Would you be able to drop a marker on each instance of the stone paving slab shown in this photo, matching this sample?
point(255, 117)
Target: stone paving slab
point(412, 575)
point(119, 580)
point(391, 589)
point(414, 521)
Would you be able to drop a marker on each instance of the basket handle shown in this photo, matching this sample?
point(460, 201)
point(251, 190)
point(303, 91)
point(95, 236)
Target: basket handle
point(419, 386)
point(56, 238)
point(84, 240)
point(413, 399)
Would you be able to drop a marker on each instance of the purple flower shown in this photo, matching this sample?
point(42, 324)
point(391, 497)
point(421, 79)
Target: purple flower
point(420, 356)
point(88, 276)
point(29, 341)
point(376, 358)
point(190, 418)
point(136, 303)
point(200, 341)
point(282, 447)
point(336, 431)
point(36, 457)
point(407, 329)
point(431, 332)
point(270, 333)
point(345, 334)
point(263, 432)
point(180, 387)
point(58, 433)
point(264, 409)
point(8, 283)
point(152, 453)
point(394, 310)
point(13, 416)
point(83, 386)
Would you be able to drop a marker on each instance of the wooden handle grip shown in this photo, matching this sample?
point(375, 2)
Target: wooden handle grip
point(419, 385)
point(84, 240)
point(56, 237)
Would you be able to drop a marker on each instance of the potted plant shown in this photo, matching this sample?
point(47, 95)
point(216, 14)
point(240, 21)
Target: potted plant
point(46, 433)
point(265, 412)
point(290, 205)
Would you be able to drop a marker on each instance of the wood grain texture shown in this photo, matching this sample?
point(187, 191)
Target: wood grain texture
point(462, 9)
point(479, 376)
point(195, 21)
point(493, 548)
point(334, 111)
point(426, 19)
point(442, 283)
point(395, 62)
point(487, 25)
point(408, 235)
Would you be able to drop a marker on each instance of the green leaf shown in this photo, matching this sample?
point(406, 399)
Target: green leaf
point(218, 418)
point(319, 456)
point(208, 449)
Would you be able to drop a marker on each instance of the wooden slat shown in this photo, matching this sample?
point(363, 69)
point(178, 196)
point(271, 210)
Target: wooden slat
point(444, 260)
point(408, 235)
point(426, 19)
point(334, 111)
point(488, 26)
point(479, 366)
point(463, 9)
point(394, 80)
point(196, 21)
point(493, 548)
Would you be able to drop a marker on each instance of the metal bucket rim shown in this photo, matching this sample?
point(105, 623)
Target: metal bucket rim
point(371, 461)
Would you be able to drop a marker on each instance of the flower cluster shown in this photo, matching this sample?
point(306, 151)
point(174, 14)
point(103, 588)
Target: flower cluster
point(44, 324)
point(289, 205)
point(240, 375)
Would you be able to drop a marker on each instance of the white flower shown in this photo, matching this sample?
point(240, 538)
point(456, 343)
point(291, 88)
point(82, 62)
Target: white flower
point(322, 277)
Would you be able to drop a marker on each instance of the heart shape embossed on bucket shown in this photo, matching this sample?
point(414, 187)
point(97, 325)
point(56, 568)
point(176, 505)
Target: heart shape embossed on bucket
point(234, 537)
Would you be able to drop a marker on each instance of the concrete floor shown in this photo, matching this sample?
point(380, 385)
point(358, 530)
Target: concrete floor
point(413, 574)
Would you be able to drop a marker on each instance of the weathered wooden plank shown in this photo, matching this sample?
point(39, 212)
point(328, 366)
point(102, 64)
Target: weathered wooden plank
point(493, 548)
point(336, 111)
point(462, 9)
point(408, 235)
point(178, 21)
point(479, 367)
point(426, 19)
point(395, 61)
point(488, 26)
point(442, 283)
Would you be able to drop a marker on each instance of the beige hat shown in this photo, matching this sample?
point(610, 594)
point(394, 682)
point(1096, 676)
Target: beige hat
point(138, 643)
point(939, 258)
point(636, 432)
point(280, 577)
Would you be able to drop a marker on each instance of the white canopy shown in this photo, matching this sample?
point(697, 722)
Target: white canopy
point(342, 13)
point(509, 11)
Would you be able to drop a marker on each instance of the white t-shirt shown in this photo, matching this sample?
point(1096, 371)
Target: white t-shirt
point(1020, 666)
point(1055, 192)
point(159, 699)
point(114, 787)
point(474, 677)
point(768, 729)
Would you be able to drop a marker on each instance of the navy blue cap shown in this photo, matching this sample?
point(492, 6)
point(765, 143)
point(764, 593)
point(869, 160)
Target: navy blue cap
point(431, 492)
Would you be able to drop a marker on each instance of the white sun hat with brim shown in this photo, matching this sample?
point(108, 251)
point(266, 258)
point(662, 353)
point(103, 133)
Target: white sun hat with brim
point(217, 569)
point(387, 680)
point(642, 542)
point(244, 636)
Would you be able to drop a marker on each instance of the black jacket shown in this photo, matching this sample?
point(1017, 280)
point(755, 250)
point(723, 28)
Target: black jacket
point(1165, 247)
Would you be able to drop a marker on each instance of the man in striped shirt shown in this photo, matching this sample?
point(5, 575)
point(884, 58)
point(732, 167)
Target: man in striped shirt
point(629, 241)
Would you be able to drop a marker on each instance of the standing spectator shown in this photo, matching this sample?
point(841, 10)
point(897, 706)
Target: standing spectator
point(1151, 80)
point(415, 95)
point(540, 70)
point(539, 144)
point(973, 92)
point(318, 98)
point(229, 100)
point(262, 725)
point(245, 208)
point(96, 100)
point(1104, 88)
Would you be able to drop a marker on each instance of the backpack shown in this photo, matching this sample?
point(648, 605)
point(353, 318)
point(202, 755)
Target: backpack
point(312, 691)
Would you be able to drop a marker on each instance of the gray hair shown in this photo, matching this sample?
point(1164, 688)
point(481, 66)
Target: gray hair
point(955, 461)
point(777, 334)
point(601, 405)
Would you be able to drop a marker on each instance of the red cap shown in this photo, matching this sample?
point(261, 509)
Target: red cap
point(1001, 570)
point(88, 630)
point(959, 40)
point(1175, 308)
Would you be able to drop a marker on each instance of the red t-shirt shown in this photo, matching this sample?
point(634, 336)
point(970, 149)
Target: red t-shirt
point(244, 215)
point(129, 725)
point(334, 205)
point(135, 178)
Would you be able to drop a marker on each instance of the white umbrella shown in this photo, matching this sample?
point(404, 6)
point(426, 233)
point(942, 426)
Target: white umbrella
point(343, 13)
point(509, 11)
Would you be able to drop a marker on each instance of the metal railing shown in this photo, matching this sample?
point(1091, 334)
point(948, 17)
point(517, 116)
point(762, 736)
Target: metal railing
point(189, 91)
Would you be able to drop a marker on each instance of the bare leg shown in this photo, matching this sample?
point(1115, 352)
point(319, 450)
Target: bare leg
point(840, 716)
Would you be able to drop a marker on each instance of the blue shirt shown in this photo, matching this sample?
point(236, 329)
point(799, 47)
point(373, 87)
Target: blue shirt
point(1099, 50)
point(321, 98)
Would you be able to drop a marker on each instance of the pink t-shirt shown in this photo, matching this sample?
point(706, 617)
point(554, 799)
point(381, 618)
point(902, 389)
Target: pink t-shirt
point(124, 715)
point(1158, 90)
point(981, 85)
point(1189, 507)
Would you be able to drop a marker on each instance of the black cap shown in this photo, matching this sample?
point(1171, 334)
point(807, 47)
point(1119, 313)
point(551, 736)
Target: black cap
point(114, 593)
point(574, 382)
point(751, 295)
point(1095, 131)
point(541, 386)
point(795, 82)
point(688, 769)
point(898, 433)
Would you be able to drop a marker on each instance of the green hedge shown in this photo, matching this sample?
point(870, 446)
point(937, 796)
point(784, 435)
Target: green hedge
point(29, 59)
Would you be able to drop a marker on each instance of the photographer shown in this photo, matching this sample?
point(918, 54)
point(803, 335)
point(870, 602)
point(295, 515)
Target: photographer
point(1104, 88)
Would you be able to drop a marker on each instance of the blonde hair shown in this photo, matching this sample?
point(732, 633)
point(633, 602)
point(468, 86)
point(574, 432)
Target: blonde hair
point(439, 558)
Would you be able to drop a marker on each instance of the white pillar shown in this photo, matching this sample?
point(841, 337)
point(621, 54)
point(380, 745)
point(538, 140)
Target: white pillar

Exercise: All lines of the data above that include the word "pillar" must be shown.

Answer box:
Would you be able to drop a marker on each instance of the white pillar shown in this photo, matching this sample?
Target: white pillar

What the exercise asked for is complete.